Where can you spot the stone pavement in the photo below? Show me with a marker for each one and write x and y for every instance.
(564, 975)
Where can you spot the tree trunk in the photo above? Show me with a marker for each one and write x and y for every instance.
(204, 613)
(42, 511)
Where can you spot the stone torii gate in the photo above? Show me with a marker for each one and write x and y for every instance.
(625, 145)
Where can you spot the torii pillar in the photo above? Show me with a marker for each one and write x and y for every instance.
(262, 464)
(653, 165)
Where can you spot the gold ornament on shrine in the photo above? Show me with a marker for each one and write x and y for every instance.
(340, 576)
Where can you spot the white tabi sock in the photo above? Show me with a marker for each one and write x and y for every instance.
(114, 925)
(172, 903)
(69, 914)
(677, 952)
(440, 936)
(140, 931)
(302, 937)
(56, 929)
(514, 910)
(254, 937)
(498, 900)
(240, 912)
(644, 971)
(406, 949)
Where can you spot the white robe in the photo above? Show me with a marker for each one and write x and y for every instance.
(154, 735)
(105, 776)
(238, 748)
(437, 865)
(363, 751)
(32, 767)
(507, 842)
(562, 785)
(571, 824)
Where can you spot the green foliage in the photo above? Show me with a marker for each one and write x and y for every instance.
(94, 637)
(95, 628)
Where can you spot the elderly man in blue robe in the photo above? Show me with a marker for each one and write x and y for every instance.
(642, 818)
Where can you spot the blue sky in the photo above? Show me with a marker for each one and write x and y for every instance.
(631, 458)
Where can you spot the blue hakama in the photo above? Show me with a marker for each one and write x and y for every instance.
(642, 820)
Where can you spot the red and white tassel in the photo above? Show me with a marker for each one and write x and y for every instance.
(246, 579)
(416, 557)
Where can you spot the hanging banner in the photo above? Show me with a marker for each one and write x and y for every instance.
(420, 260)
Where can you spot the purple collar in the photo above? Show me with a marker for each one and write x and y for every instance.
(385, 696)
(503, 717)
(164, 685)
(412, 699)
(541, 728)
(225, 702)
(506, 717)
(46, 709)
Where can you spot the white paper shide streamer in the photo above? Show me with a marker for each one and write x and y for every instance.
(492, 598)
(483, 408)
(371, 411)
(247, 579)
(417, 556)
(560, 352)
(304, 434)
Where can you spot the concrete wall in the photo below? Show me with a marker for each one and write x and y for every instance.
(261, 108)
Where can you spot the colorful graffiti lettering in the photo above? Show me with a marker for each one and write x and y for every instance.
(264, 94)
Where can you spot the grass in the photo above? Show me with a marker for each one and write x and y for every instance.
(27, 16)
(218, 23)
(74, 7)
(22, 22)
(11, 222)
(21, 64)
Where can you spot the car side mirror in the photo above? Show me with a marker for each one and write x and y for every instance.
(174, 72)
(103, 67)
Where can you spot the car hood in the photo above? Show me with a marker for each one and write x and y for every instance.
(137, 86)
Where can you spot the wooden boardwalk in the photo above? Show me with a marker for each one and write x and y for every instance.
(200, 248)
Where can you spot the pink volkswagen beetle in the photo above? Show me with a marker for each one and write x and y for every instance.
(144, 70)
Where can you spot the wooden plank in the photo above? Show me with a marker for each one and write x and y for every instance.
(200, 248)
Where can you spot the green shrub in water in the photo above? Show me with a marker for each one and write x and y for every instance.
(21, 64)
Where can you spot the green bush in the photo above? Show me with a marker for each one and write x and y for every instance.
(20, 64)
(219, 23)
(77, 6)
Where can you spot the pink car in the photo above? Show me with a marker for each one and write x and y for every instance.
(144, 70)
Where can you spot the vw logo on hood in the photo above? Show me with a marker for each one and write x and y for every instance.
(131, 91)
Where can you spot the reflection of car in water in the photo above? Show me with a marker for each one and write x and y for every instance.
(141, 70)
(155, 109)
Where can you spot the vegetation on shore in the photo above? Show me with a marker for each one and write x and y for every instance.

◆ EXERCISE DIRECTIONS:
Transcribe all of the records above word for word, keeping every line unchanged.

◆ EXERCISE RESULT:
Where can you spot the stone pavement in the photo below? Show me with a marker for each one and write x and y for every instance.
(564, 975)
Where can you spot the tree trunk in the photo above? Show me with a marker for each one and write x and y for every instance.
(204, 613)
(42, 511)
Where can you spot the stone torii gate in the photo above? Show me with a marker for each one and write x and y for every instance.
(625, 145)
Where can you spot the torii pillar in the photo above? Show me with a marker for each one and write x and y for every instance.
(262, 464)
(653, 165)
Where can you spot the gold ornament on shrine in the photo above? Show me with a marker for each one and write x and y for every instance.
(340, 576)
Where can you spot the white tabi sock in the photo above? Show me with a marker for each one and write x and y for every instance.
(114, 925)
(172, 903)
(69, 914)
(677, 952)
(440, 936)
(140, 931)
(302, 937)
(56, 929)
(514, 910)
(254, 937)
(498, 900)
(240, 912)
(644, 971)
(406, 949)
Where can you spot the white robe in the photo above? Show me with a marker for each one and write x and y for every instance.
(154, 735)
(105, 776)
(238, 748)
(437, 865)
(363, 751)
(32, 767)
(507, 842)
(562, 785)
(571, 824)
Where can you spot the green foliage in the photo above? Show me with a marker for each one and write x and y for every instance.
(94, 637)
(95, 628)
Where can you spot the elderly man in blue robe in the photo above? Show me with a marker for each one and write x and y for every instance.
(642, 818)
Where can you spot the blue sky in the photo above? Show me with a marker for each one and write x and y for every instance.
(631, 458)
Where can you spot the blue hakama in the photo above? Show me with a marker for each one and write x and y for every instance.
(642, 820)
Where can you spot the red and white tassel in the photo above? Show me with a marker for each one and write x and y for every instance.
(246, 579)
(416, 557)
Where can you spot the hanging banner in the photo above? Show me with a marker for each one and write x and y for every instance.
(420, 260)
Where can you spot the purple collar in the photo above? Show me with a marker for each one and write x and y for every instance.
(385, 696)
(503, 717)
(164, 685)
(412, 699)
(541, 728)
(225, 702)
(506, 717)
(46, 709)
Where can you spot the white paper shide streamer in the photo above? Show me with a marker for each one and write x and y for every instance.
(492, 598)
(483, 408)
(371, 411)
(247, 579)
(417, 556)
(560, 352)
(304, 434)
Where can you spot the concrete wall in the photo below? Show me with a marker for each one and write x and y for every instance.
(261, 108)
Where can you spot the colorful graffiti lettering in the photo above? Show me with a marker for each one and write x and y for every instance.
(264, 94)
Where can you spot the grass in the photo above? Show me with a marker for each one and write x and y for every instance.
(27, 16)
(218, 23)
(74, 7)
(22, 22)
(11, 222)
(21, 64)
Where can you spot the car side mirror in the photo above? Show me with a marker for each one and write x and y for every instance.
(174, 72)
(103, 67)
Where can you spot the car hood in the photo above? Show me with a marker for each one and write x and y for every instance.
(137, 86)
Where can you spot the wooden boardwalk in the photo above? Show me with a marker for each one and write x and y for every instance.
(200, 248)
Where can you spot the pink volkswagen beetle in the photo above? Show me with a marker for each one and write x and y for every instance.
(144, 70)
Where can you spot the wooden plank in the photo above? Show me with a marker for each one and write x and y for every instance.
(200, 248)
Where can you spot the green shrub in water in the photo above? Show me with a marker for each one and write x and y for every instance.
(21, 64)
Where can you spot the green bush in the photo above? Show me with a marker for each one and write x and y for every instance.
(20, 64)
(219, 23)
(77, 6)
Where can you spot the pink car in the photo above? Show me with a marker for each one and write x and y for every instance.
(144, 70)
Where can you spot the vw logo on hood in the photo above? Show me with a marker for each one and write x and y for every instance.
(131, 91)
Where can you spot the reflection of car in water in the photo above? Show me with a marker for each one and write x and y for every instance.
(141, 70)
(155, 109)
Where can you spot the vegetation on shore in the photo above? Show me with a marker for each one and write x and y for every instance.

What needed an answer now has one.